Перепишите слово в слово весь фрагмент о фантастике и сказках Нодье.

---- Выбранный фрагмент

Любопытно, что, когда Нодье вводит фантастику в современную ему действительность, сталкивает ее с миром «цивилизации», «чудесное» в конечном итоге оказывается мнимым. Если сравнить, например, новеллу «Инеc де Лас Сьеррас» с написанной в том же 1837 году «Венерой Илльской» Мериме, то окажется, что таинственные события, происходящие в обеих новеллах, получают у «сказочника» Нодье более рациональное объяснение: в то время как у Мериме они так и остаются неразрешимой страшной загадкой, в новелле Нодье все разрешается весьма прозаически – таинственное привидение попросту оказывается безумной девушкой.

Нодье обращается к прошлому – к сказке, к легенде, к народному преданию; только в них видит он подлинную поэзию – выражение прекрасных мечтаний человечества в ту далекую «счастливую» пору, когда люди были «добрыми и невежественными», только в них находит мир «простых», «естественных» чувств, не искаженных еще цивилизацией.

«О друзья мои, – обращается Нодье к читателям, – не теряйте же времени, умоляю вас: завтра, быть может, будет уже поздно. Прогресс говорит: я иду вперед, и действительно, чудовище это идет вперед… Поспешим же послушать чудесные народные предания, пока народ еще не позабыл их, пока он еще не стыдится их…»

Лучшие из сказок Нодье, сюжеты которых он чаще всего черпает из французских народных сказок, из фольклора, из исторических хроник, проникнуты любовью к простому человеку, полны веры в победу добра над злом; они воспевают душевную чистоту, верность, любовь; глубоко поэтичные, они блестяще передают национальный колорит воспроизводимой легенды и по праву считаются во французской литературе лучшими образцами этого жанра.

--------
---- Предоставленные сведения

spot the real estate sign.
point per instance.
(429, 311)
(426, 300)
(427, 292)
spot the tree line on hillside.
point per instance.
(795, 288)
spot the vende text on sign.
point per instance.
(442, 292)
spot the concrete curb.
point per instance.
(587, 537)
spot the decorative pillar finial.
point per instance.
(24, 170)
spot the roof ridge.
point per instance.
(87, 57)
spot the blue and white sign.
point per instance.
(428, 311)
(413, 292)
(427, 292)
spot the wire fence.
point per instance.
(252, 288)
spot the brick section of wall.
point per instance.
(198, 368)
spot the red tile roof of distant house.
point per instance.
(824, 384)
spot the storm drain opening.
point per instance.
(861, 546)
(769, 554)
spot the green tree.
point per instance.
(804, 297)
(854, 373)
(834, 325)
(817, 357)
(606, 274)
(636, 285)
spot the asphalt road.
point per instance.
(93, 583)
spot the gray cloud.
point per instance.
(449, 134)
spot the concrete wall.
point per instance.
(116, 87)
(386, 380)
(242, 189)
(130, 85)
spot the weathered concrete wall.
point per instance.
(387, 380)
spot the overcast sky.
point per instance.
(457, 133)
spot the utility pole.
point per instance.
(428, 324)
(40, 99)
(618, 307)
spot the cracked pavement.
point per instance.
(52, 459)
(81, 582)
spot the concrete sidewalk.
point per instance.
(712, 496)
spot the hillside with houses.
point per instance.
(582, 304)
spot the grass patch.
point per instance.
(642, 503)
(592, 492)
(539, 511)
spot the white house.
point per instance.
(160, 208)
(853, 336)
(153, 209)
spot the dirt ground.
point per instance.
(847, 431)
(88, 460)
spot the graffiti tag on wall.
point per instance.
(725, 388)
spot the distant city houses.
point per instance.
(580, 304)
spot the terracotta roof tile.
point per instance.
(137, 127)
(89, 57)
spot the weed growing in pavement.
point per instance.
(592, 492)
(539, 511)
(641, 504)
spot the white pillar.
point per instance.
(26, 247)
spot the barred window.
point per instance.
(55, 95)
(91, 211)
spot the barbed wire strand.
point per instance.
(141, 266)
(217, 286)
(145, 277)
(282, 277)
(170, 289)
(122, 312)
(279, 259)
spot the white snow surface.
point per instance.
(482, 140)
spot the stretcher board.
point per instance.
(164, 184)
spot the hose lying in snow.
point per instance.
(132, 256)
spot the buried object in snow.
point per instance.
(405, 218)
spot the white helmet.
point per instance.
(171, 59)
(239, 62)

--------

__Результат выполнения__:
Любопытно, что, когда Нодье вводит фантастику в современную ему действительность, сталкивает ее с миром «цивилизации», «чудесное» в конечном итоге оказывается мнимым. Если сравнить, например, новеллу «Инеc де Лас Сьеррас» с написанной в том же 1837 году «Венерой Илльской» Мериме, то окажется, что таинственные события, происходящие в обеих новеллах, получают у «сказочника» Нодье более рациональное объяснение: в то время как у Мериме они так и остаются неразрешимой страшной загадкой, в новелле Нодье все разрешается весьма прозаически – таинственное привидение попросту оказывается безумной девушкой.

Нодье обращается к прошлому – к сказке, к легенде, к народному преданию; только в них видит он подлинную поэзию – выражение прекрасных мечтаний человечества в ту далекую «счастливую» пору, когда люди были «добрыми и невежественными», только в них находит мир «простых», «естественных» чувств, не искаженных еще цивилизацией.

«О друзья мои, – обращается Нодье к читателям, – не теряйте же времени, умоляю вас: завтра, быть может, будет уже поздно. Прогресс говорит: я иду вперед, и действительно, чудовище это идет вперед… Поспешим же послушать чудесные народные предания, пока народ еще не позабыл их, пока он еще не стыдится их…»

Лучшие из сказок Нодье, сюжеты которых он чаще всего черпает из французских народных сказок, из фольклора, из исторических хроник, проникнуты любовью к простому человеку, полны веры в победу добра над злом; они воспевают душевную чистоту, верность, любовь; глубоко поэтичные, они блестяще передают национальный колорит воспроизводимой легенды и по праву считаются во французской литературе лучшими образцами этого жанра.